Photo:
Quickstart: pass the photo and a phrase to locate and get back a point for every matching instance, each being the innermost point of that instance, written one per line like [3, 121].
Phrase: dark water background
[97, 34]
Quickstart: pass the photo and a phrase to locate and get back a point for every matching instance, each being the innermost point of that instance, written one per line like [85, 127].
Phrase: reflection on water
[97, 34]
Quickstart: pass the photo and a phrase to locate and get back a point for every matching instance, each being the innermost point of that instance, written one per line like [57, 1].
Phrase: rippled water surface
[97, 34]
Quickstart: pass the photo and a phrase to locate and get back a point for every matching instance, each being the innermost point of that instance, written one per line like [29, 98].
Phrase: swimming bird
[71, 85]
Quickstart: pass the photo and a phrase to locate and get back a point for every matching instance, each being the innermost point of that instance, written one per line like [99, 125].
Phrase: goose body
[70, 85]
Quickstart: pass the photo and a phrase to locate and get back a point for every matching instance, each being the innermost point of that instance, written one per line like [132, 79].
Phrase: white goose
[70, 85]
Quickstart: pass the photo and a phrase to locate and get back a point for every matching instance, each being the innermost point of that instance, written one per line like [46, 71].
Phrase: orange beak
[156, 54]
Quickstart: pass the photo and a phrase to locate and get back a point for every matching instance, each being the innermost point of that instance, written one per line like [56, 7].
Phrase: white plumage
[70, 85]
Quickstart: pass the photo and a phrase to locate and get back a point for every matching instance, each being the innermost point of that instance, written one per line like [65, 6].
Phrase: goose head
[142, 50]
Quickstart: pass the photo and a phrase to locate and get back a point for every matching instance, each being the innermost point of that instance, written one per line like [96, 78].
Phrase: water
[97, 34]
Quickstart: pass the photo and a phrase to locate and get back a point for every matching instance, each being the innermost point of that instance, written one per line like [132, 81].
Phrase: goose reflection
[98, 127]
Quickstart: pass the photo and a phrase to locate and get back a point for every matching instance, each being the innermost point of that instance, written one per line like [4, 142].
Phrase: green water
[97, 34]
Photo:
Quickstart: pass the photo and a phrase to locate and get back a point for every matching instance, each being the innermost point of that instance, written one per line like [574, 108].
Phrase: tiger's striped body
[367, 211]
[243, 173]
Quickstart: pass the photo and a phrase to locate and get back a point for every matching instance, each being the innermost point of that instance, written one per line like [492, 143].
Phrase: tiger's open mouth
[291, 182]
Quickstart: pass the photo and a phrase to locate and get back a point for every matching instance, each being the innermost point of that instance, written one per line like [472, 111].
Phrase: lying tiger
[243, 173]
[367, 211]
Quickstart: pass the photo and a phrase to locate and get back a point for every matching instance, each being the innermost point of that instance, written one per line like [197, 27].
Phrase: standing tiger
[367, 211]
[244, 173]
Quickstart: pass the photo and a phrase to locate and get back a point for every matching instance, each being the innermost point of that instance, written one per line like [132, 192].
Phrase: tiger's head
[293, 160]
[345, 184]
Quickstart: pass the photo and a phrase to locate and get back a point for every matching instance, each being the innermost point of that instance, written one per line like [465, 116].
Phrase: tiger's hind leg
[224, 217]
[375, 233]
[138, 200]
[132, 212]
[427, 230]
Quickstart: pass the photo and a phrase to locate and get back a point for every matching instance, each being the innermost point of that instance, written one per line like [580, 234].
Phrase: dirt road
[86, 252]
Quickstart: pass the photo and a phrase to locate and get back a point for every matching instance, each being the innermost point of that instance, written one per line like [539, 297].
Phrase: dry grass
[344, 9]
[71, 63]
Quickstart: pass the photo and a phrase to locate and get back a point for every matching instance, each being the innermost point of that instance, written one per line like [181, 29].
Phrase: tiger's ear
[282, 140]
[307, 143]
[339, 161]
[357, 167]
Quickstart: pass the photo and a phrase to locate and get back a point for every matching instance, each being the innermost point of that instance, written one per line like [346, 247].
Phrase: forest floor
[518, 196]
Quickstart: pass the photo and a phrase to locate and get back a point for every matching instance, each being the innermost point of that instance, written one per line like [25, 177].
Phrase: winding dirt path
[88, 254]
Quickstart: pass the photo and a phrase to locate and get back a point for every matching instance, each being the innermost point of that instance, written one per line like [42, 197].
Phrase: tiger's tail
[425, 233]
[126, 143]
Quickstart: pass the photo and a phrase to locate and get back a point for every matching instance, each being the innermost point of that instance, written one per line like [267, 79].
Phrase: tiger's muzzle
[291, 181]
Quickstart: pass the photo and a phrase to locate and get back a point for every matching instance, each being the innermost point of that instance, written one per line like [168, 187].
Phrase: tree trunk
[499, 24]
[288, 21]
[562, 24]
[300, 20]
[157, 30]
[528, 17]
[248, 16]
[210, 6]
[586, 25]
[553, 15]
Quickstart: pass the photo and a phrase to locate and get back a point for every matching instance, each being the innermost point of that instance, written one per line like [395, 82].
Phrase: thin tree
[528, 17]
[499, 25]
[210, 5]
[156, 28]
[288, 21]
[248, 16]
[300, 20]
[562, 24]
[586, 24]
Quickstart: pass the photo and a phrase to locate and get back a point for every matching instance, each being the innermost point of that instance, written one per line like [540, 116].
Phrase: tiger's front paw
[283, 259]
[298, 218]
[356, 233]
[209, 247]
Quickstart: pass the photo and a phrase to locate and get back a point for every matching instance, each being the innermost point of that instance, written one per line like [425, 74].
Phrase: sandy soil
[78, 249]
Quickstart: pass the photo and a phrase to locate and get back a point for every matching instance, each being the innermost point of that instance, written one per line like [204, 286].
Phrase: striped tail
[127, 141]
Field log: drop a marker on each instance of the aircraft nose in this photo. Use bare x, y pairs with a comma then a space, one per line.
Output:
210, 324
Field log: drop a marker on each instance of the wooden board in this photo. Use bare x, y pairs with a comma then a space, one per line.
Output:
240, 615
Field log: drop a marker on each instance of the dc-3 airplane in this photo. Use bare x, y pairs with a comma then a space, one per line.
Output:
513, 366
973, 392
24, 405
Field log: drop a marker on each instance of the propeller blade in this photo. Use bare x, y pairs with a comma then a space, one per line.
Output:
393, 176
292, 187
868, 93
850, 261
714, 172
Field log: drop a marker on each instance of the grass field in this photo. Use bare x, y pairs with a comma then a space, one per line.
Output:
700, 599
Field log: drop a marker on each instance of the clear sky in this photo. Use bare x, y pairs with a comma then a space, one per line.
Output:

§ Exercise prompt
An unaltered transcription of all the data above is needed.

§ Response area
Photo:
Quickstart: pass the photo and a phrase to locate and get back a point for every matching instance, each being the innermost point of that instance, written one per line like [3, 121].
Phrase: dark water background
[97, 34]
Quickstart: pass the photo and a phrase to locate and get back a point for every matching instance, each being the innermost point of that instance, written one per line like [85, 127].
Phrase: reflection on water
[97, 34]
Quickstart: pass the photo and a phrase to locate and get back a point for every matching instance, each being the innermost point of that instance, written one per line like [57, 1].
Phrase: rippled water surface
[97, 34]
Quickstart: pass the photo and a phrase to locate and get back a point for every matching instance, each being the innermost point of that instance, written one per line like [29, 98].
Phrase: swimming bird
[71, 85]
Quickstart: pass the photo and a phrase to locate and get back a point for every matching instance, each being the innermost point of that instance, written one per line like [99, 125].
Phrase: goose body
[70, 85]
Quickstart: pass the photo and a phrase to locate and get back a point for every matching instance, each being the innermost point of that instance, written one per line like [132, 79].
Phrase: white goose
[70, 85]
Quickstart: pass the photo and a phrase to locate and get back a point for every matching instance, each being the innermost point of that instance, written one per line like [46, 71].
Phrase: orange beak
[156, 54]
Quickstart: pass the photo and a phrase to locate and get back a point for every matching instance, each being the innermost point of that instance, written one per line like [56, 7].
Phrase: white plumage
[70, 85]
Quickstart: pass the photo and a phrase to locate and get back a point for every matching instance, each being the innermost point of that instance, written one per line like [65, 6].
Phrase: goose head
[142, 50]
Quickstart: pass the photo and a phrase to locate and get back a point for every matching instance, each being the innermost point of that instance, written one per line like [96, 78].
Phrase: water
[97, 34]
Quickstart: pass the photo and a phrase to locate and get back a point for every matching instance, each being the innermost point of that instance, written one per line like [132, 81].
Phrase: goose reflection
[98, 127]
Quickstart: pass the photo and a phrase to locate and get back a point for every matching instance, each being the innermost point of that instance, written one per line like [4, 142].
Phrase: green water
[97, 34]
Photo:
Quickstart: pass the photo and a phrase to locate and get back a point for every matching instance, each being the innermost point of that instance, written one per line like [574, 108].
Phrase: tiger's striped body
[367, 211]
[243, 173]
Quickstart: pass the photo and a phrase to locate and get back a point for every matching instance, each being the innermost point of that instance, written one per line like [492, 143].
Phrase: tiger's open mouth
[291, 182]
Quickstart: pass the photo and a phrase to locate and get back a point for every matching instance, each being the innermost point of that instance, written one per line like [472, 111].
Phrase: lying tiger
[243, 173]
[367, 211]
Quickstart: pass the photo and a phrase to locate and get back a point for every matching instance, each being the innermost point of that instance, written one per line like [197, 27].
Phrase: standing tiger
[367, 211]
[244, 173]
Quickstart: pass the photo and a phrase to locate and get back a point for every matching instance, each being the innermost point of that instance, written one per line like [132, 192].
Phrase: tiger's head
[293, 160]
[345, 184]
Quickstart: pass the photo and a phrase to locate and get back a point for every matching instance, each being the innermost point of that instance, written one per line like [465, 116].
Phrase: tiger's hind leg
[224, 217]
[375, 233]
[138, 200]
[132, 212]
[427, 230]
Quickstart: pass the photo and a phrase to locate and get back a point for every matching instance, each being the innermost point of that instance, written one per line like [580, 234].
Phrase: dirt road
[86, 252]
Quickstart: pass the photo and a phrase to locate and get back a point for every matching instance, each being the innermost point of that instance, written one per line like [539, 297].
Phrase: dry grass
[344, 9]
[71, 63]
Quickstart: pass the photo and a phrase to locate and get back a point for every matching instance, each being the innermost point of that instance, written one per line like [181, 29].
Phrase: tiger's ear
[282, 140]
[307, 143]
[339, 161]
[357, 167]
Quickstart: pass the photo and a phrase to locate and get back a point for every matching instance, each being the innermost point of that instance, written one per line like [346, 247].
Phrase: forest floor
[518, 196]
Quickstart: pass the photo and a phrase to locate and get back a point for every matching instance, each being the innermost point of that instance, written one per line like [25, 177].
Phrase: winding dirt path
[88, 254]
Quickstart: pass the photo and a phrase to locate and get back a point for every matching instance, each being the innermost point of that instance, written one per line like [42, 197].
Phrase: tiger's tail
[425, 233]
[126, 143]
Quickstart: pass the photo and a phrase to locate and get back a point for every matching instance, each being the innermost point of that instance, written one per line like [267, 79].
Phrase: tiger's muzzle
[291, 181]
Quickstart: pass the photo and a phrase to locate and get back a point for every matching instance, each being the innermost point of that instance, written one per line like [168, 187].
Phrase: tree trunk
[499, 24]
[288, 21]
[562, 24]
[300, 20]
[157, 30]
[528, 17]
[248, 16]
[210, 6]
[586, 25]
[553, 15]
Quickstart: pass the photo and a phrase to locate and get back a point for every matching instance, each being the innermost point of that instance, written one per line like [395, 82].
Phrase: thin tree
[528, 17]
[499, 25]
[210, 5]
[156, 28]
[288, 21]
[248, 16]
[300, 20]
[562, 24]
[586, 24]
Quickstart: pass the photo and a phrase to locate and get back a point for every matching instance, each being the innermost point of that instance, written one per line like [540, 116].
Phrase: tiger's front paw
[283, 259]
[298, 218]
[356, 233]
[209, 247]
Quickstart: pass the photo and a phrase to locate and get back a point for every matching instance, each being the innermost point of that instance, written one per line like [425, 74].
Phrase: sandy soil
[78, 249]
Quickstart: pass the photo and a phrase to locate and get back a point for every matching instance, each being the innermost point of that instance, written one per line like [204, 286].
Phrase: striped tail
[127, 141]
Field log: drop a marker on each instance of the aircraft nose in this photo. Use bare x, y pairs with a comma then a space, one per line.
Output:
210, 324
Field log: drop a marker on each instance of the wooden board in this photo. Use bare x, y pairs with a comma then a space, one per line.
Output:
240, 615
Field log: drop a marker on each instance of the dc-3 airplane in this photo. Use bare x, y pairs with a comma then a space, one per line.
Output:
513, 366
973, 392
24, 405
Field log: drop a marker on each instance of the propeller blade in this photo. Use bare x, y pairs with a comma then a space, one per line.
Output:
393, 176
292, 187
868, 93
850, 261
714, 172
Field log: drop a marker on each instance of the grass field in this photo. Use bare x, y pairs with a comma then a space, one per line.
Output:
700, 599
Field log: drop a marker on each instance of the clear sky in this photo. Use bare x, y pairs with a comma then a space, one per line.
Output:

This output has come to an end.